* [Excerpted text]

The rooms use a ventilation system that creates negative pressure to allow air to flow into the isolation room and be channelled out safely, helping prevent the spread of airborne pathogens.
They have become a vital tool for fighting the coronavirus pandemic, but many countries have struggled to create them quickly enough.
The mobile clinic modules designed by a research team at the Korea Advanced Institute of Science and Technology (KAIST) are large greenhouse-like inflatable tents, which the institute said cost a fifth of the price of building a conventional hospital ward.
Nam Tek-jin, an industrial design professor who led the KAIST team, says their tents, which are the size of a basketball court, can be installed and equipped in less than a day.
“At the start of the COVID-19 pandemic, facilities for mild patients were not big a problem, but we noticed that space for seriously ill patients was urgently in need as their condition would suddenly deteriorate,” Nam told Reuters.

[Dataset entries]
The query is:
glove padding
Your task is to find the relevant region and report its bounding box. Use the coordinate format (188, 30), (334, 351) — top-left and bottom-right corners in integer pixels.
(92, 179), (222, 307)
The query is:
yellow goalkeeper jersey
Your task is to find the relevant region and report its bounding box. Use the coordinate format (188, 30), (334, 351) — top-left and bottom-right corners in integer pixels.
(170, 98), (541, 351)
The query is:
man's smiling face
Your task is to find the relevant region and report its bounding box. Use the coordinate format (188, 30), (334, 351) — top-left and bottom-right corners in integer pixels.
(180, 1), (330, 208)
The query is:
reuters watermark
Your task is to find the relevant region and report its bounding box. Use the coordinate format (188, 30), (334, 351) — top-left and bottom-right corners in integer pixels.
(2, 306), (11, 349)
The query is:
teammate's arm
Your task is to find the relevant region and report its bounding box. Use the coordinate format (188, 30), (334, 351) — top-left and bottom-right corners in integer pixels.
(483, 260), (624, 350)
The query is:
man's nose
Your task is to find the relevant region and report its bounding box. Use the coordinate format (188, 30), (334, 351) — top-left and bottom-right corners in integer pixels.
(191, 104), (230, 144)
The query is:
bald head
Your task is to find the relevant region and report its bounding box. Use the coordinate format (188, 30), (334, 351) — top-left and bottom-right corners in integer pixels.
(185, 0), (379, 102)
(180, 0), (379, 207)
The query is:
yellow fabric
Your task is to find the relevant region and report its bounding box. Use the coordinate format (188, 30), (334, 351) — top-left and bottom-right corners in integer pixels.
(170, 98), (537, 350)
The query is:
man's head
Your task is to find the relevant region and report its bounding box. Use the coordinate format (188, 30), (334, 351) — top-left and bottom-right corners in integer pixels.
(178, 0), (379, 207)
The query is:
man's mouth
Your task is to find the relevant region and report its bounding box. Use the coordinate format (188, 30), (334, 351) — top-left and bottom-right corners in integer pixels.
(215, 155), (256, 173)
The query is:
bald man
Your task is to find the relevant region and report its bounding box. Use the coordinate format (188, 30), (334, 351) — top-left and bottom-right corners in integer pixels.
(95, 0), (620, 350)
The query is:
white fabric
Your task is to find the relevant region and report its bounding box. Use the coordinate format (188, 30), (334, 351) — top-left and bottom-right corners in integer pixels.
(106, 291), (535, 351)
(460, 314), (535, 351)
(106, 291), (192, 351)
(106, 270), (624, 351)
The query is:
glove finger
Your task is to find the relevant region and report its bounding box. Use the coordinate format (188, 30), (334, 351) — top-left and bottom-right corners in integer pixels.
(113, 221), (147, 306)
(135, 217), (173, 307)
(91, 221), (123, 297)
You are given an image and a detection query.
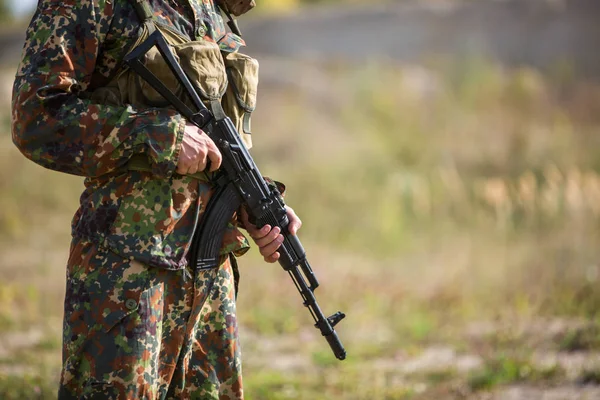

* [Problem set]
**1)** In the passage about KAIST's inflatable isolation tents, how long does Nam Tek-jin say one takes to install and equip?
**2)** Continue the passage about KAIST's inflatable isolation tents, beginning after its final sentence.

* [Answers per task]
**1)** Less than a day.

**2)**
“We thought of developing a facility for not just isolation, but also treatment.”
The frames, panels, and lighting can be assembled on the spot to form a negative pressure room with a separate entry space and a shower pod in just 15 minutes, and it takes less than 24 hours to set up the entire air tent with four such rooms, he said.
The rooms are also equipped with panels that allow medical workers to provide aid or pass things like food without having to enter the room and avoiding burn out from wearing cumbersome gear, said Cho Min-su, a director at the Korea Institute of Radiological and Medical Sciences.
Nam said the units are ready for mass production, but no customers have been announced yet.